Picture annotation entries:
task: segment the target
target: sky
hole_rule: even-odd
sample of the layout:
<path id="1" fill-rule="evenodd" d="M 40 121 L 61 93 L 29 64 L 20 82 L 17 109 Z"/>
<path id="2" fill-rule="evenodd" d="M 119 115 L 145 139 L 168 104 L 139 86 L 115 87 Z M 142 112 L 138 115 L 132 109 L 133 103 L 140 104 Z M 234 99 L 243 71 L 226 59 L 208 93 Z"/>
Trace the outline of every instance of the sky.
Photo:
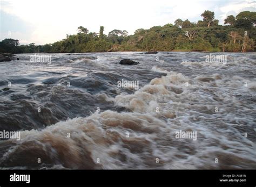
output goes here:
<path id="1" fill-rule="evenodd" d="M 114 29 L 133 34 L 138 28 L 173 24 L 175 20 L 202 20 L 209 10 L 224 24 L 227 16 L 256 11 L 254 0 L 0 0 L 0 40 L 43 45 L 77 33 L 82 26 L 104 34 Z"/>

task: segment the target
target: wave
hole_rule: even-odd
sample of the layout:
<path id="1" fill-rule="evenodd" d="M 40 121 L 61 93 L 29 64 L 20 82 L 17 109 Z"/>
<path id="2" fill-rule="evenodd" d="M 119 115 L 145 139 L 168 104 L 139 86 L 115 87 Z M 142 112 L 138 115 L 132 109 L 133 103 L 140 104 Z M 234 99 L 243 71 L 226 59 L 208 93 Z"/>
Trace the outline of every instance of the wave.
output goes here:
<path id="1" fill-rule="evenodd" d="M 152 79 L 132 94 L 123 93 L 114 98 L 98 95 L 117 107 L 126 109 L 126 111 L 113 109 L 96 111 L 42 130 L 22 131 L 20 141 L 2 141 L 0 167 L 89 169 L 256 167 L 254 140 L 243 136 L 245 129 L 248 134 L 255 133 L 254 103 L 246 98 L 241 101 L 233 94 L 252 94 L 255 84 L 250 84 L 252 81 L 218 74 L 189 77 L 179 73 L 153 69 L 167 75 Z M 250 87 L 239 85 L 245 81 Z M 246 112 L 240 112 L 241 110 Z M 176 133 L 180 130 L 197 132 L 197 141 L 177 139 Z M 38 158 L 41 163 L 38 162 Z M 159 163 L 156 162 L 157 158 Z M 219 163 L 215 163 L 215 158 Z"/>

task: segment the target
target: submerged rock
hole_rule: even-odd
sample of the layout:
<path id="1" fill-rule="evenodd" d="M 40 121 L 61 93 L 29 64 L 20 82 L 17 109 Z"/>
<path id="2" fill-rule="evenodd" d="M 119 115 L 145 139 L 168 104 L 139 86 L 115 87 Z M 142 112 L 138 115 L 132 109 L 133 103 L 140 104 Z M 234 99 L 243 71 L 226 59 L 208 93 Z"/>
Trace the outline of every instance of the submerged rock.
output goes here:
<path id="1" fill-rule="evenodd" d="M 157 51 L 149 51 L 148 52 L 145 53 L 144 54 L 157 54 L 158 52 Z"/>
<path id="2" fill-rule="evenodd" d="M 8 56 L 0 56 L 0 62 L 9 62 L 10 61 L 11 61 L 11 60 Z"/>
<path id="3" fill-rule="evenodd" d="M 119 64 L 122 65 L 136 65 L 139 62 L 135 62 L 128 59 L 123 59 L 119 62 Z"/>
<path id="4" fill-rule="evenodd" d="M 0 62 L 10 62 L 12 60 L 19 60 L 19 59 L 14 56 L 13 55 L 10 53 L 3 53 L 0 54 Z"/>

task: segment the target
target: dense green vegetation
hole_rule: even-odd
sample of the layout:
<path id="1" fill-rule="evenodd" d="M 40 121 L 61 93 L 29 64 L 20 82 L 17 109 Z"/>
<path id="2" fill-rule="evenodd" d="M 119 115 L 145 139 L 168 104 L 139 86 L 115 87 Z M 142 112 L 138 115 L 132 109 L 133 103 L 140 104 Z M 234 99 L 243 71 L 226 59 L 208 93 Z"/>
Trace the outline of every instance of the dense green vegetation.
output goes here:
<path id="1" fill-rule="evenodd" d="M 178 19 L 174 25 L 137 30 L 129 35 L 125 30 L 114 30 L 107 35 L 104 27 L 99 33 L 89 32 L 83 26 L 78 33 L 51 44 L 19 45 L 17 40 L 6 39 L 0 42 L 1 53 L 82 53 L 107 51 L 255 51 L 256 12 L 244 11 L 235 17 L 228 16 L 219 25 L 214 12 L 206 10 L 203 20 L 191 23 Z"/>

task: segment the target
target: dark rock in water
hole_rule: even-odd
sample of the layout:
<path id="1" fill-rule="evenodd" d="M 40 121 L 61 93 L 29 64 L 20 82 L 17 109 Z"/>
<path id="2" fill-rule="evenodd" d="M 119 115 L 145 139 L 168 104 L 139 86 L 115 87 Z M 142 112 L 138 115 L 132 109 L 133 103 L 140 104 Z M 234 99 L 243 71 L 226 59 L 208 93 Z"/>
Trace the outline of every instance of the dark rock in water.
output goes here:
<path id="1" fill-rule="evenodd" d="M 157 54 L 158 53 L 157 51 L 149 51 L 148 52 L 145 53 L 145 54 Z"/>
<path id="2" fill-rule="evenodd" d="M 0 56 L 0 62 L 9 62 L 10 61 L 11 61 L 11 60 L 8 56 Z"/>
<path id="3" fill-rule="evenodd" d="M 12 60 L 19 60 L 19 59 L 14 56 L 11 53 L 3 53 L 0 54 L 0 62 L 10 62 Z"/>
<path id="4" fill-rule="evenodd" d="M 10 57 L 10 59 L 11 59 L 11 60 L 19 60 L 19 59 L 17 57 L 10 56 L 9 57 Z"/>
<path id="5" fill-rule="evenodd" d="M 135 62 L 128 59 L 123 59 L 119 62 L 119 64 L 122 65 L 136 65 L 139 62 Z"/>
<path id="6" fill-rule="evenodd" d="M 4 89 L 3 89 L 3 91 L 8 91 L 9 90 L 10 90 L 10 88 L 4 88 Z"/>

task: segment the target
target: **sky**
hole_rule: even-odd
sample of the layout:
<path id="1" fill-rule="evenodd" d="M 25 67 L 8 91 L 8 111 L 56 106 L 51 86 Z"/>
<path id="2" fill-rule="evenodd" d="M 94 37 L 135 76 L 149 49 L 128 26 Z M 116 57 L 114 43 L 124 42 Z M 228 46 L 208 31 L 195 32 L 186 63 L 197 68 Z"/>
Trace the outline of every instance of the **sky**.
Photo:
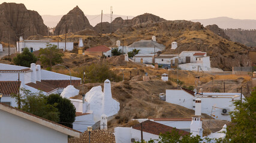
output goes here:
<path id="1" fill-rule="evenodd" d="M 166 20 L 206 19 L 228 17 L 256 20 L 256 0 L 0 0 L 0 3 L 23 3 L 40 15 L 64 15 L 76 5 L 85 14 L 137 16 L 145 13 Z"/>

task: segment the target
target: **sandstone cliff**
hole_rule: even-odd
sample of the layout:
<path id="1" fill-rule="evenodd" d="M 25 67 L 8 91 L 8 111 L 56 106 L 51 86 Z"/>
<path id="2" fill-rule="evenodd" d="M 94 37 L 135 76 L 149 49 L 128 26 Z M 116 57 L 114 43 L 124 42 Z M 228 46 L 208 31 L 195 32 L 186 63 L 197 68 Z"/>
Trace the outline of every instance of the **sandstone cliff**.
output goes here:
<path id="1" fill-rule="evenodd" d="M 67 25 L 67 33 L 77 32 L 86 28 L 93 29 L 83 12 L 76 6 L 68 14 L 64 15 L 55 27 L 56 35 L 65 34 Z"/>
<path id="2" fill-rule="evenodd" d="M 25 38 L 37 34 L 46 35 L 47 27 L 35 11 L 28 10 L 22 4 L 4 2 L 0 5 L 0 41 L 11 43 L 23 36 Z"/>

Exercise instructions:
Copy all of the material above line for line, leaving out the pictures.

Final result:
task: segment the target
target: sky
hole_rule: even-odd
sample of the layout:
<path id="1" fill-rule="evenodd" d="M 40 121 L 61 93 L 29 64 L 20 82 L 17 109 Z"/>
<path id="2" fill-rule="evenodd" d="M 119 115 L 145 139 L 168 104 L 139 86 L 115 87 Z M 142 112 L 138 115 L 132 109 L 133 103 L 140 104 Z M 234 99 L 243 71 L 226 59 L 208 93 Z"/>
Trace the outline of every instance of the sky.
Photo:
output goes here:
<path id="1" fill-rule="evenodd" d="M 114 29 L 133 34 L 138 28 L 173 24 L 175 20 L 202 20 L 209 10 L 224 24 L 227 16 L 256 11 L 254 0 L 0 0 L 0 40 L 43 45 L 77 33 L 82 26 L 104 34 Z"/>

task: segment the target
target: wave
hole_rule: even-odd
sample of the layout:
<path id="1" fill-rule="evenodd" d="M 40 121 L 61 93 L 29 64 L 20 82 L 17 109 Z"/>
<path id="2" fill-rule="evenodd" d="M 119 115 L 145 139 L 168 104 L 139 86 L 115 87 Z M 142 112 L 138 115 L 132 109 L 133 103 L 140 104 Z M 234 99 L 243 71 L 226 59 L 208 93 Z"/>
Trace the outline of every instance of the wave.
output goes here:
<path id="1" fill-rule="evenodd" d="M 152 79 L 132 94 L 123 93 L 114 98 L 98 95 L 117 107 L 126 109 L 126 111 L 113 109 L 96 111 L 42 130 L 22 131 L 20 141 L 2 141 L 0 167 L 89 169 L 256 167 L 254 140 L 243 136 L 245 129 L 248 134 L 255 133 L 254 103 L 246 98 L 241 101 L 233 94 L 252 94 L 255 84 L 250 84 L 252 81 L 218 74 L 189 77 L 179 73 L 153 69 L 167 75 Z M 250 87 L 239 85 L 245 81 Z M 246 112 L 240 112 L 241 110 Z M 176 133 L 180 130 L 197 132 L 197 141 L 177 139 Z M 38 158 L 41 163 L 38 162 Z M 159 163 L 156 162 L 157 158 Z M 219 163 L 215 163 L 215 158 Z"/>

task: segment the target
target: submerged rock
hole_rule: even-odd
sample of the layout:
<path id="1" fill-rule="evenodd" d="M 40 121 L 61 93 L 29 64 L 20 82 L 17 109 Z"/>
<path id="2" fill-rule="evenodd" d="M 119 115 L 145 139 L 168 104 L 139 86 L 115 87 Z M 142 112 L 138 115 L 132 109 L 133 103 L 140 104 Z M 234 99 L 243 71 L 226 59 L 208 93 Z"/>
Trace the outline of every instance of the submerged rock.
output goes here:
<path id="1" fill-rule="evenodd" d="M 157 51 L 149 51 L 148 52 L 145 53 L 144 54 L 157 54 L 158 52 Z"/>
<path id="2" fill-rule="evenodd" d="M 8 56 L 0 56 L 0 62 L 9 62 L 10 61 L 11 61 L 11 60 Z"/>
<path id="3" fill-rule="evenodd" d="M 119 64 L 122 65 L 136 65 L 139 62 L 135 62 L 128 59 L 123 59 L 119 62 Z"/>
<path id="4" fill-rule="evenodd" d="M 0 62 L 10 62 L 12 60 L 19 60 L 19 59 L 14 56 L 13 55 L 10 53 L 3 53 L 0 54 Z"/>

task: segment the target
target: dense green vegetation
hole_rule: even-odd
sample of the layout:
<path id="1" fill-rule="evenodd" d="M 40 121 L 61 93 L 29 64 L 20 82 L 17 109 Z"/>
<path id="2" fill-rule="evenodd" d="M 119 115 L 145 139 L 168 104 L 139 86 L 115 87 Z M 142 112 L 138 115 L 132 109 L 133 103 L 140 104 Z M 234 99 L 243 71 L 226 59 L 208 93 Z"/>
Trace the outline of every instance of the dense green vegetation.
output goes here:
<path id="1" fill-rule="evenodd" d="M 178 19 L 174 25 L 137 30 L 129 35 L 125 30 L 114 30 L 107 35 L 104 27 L 99 33 L 89 32 L 83 26 L 78 33 L 51 44 L 19 45 L 17 40 L 6 39 L 0 42 L 1 53 L 82 53 L 107 51 L 255 51 L 256 12 L 244 11 L 235 17 L 228 16 L 219 25 L 214 12 L 206 10 L 203 20 L 191 23 Z"/>

task: segment the target
target: dark rock in water
hole_rule: even-odd
sample of the layout:
<path id="1" fill-rule="evenodd" d="M 40 121 L 61 93 L 29 64 L 20 82 L 17 109 Z"/>
<path id="2" fill-rule="evenodd" d="M 119 115 L 145 139 L 168 104 L 139 86 L 115 87 Z M 142 112 L 138 115 L 132 109 L 133 103 L 140 104 Z M 234 99 L 243 71 L 226 59 L 208 93 Z"/>
Trace the outline of every instance of the dark rock in water.
output goes here:
<path id="1" fill-rule="evenodd" d="M 157 54 L 158 53 L 157 51 L 149 51 L 148 52 L 145 53 L 145 54 Z"/>
<path id="2" fill-rule="evenodd" d="M 0 56 L 0 62 L 9 62 L 10 61 L 11 61 L 11 60 L 8 56 Z"/>
<path id="3" fill-rule="evenodd" d="M 12 60 L 19 60 L 19 59 L 14 56 L 11 53 L 3 53 L 0 54 L 0 62 L 10 62 Z"/>
<path id="4" fill-rule="evenodd" d="M 10 57 L 10 59 L 11 59 L 11 60 L 19 60 L 19 59 L 17 57 L 10 56 L 9 57 Z"/>
<path id="5" fill-rule="evenodd" d="M 135 62 L 128 59 L 123 59 L 119 62 L 119 64 L 122 65 L 136 65 L 139 62 Z"/>
<path id="6" fill-rule="evenodd" d="M 4 89 L 3 89 L 3 91 L 8 91 L 9 90 L 10 90 L 10 88 L 4 88 Z"/>

task: segment the target
target: **sky**
hole_rule: even-odd
sample of the layout:
<path id="1" fill-rule="evenodd" d="M 25 67 L 8 91 L 8 111 L 56 106 L 51 86 Z"/>
<path id="2" fill-rule="evenodd" d="M 94 37 L 135 76 L 149 49 L 128 26 Z M 116 57 L 114 43 L 124 42 Z M 228 46 L 208 31 L 195 32 L 186 63 L 197 68 Z"/>
Trace the outline of every instance of the **sky**.
Photo:
output goes here:
<path id="1" fill-rule="evenodd" d="M 166 20 L 206 19 L 228 17 L 256 20 L 256 0 L 0 0 L 0 3 L 23 3 L 40 15 L 64 15 L 76 5 L 85 14 L 137 16 L 145 13 Z"/>

task: segment the target
target: **sandstone cliff**
hole_rule: even-odd
sample of the layout:
<path id="1" fill-rule="evenodd" d="M 25 67 L 8 91 L 8 111 L 56 106 L 51 86 Z"/>
<path id="2" fill-rule="evenodd" d="M 94 37 L 135 76 L 149 49 L 128 26 Z M 116 57 L 114 43 L 124 42 Z M 228 46 L 208 31 L 195 32 L 186 63 L 197 68 Z"/>
Trace the outline of every instance of the **sandstone cliff**.
output goes here:
<path id="1" fill-rule="evenodd" d="M 67 25 L 67 33 L 77 32 L 86 28 L 93 29 L 83 12 L 76 6 L 68 14 L 64 15 L 55 27 L 56 35 L 65 34 Z"/>
<path id="2" fill-rule="evenodd" d="M 25 38 L 37 34 L 46 35 L 47 27 L 35 11 L 28 10 L 22 4 L 4 2 L 0 5 L 0 41 L 11 43 L 23 36 Z"/>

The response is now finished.